[Begin Document]

Mathematica computes wrong eigenvectors? [closed]

I have a matrix

M = {{0, 0, 0, 0}, {0, 0, 0, 0}, {0, 0, 0, b}, {0, 0, -b, 0}}

that I want to diagonalize. So far, I always used the following and it worked, but for

U = Eigenvectors[M]
FullSimplify[U.M.Transpose[U]] // MatrixForm

I get $$\left( \begin{array}{cccc} 0 & 0 & 0 & 0 \\ 0 & 0 & 0 & 0 \\ 0 & 0 & 0 & 2 i b \\ 0 & 0 & -2 i b & 0 \\ \end{array} \right)$$

In contrast for a different matrix like

M2= {{0, 0, 0, 0}, {0, 0, A, 0}, {0, A, 0, 0}, {0, 0, 0, 0}}

I get from

U2 = Eigenvectors[M2]
FullSimplify[U2.M2.Transpose[U2]] // MatrixForm

the result

$$\left( \begin{array}{cccc} 0 & 0 & 0 & 0 \\ 0 & 0 & 0 & 0 \\ 0 & 0 & -2 A & 0 \\ 0 & 0 & 0 & 2 A \\ \end{array} \right)$$ as it should be.

[End Document]

**Given instruction a:** In the eigenvector thread, which function does the poster wrap around U.M.Transpose[U] before showing it with MatrixForm?

[Begin Data shown]

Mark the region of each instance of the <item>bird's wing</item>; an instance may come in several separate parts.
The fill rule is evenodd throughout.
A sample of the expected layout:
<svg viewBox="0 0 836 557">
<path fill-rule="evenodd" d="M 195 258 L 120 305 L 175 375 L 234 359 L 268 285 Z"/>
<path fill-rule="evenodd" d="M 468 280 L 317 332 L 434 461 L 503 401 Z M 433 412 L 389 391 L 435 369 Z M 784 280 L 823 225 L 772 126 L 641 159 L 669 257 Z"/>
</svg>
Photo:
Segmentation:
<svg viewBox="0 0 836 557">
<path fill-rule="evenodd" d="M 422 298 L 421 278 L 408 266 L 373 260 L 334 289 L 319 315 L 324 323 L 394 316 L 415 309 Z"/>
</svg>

[End Data shown]

**Given instruction b:** Print the lines of the rows exactly as they stand, from the first line of the rows through the line holding "195 258 L 120", inclusive.

**Reply a:** FullSimplify

**Reply b:**
Mark the region of each instance of the <item>bird's wing</item>; an instance may come in several separate parts.
The fill rule is evenodd throughout.
A sample of the expected layout:
<svg viewBox="0 0 836 557">
<path fill-rule="evenodd" d="M 195 258 L 120 305 L 175 375 L 234 359 L 268 285 Z"/>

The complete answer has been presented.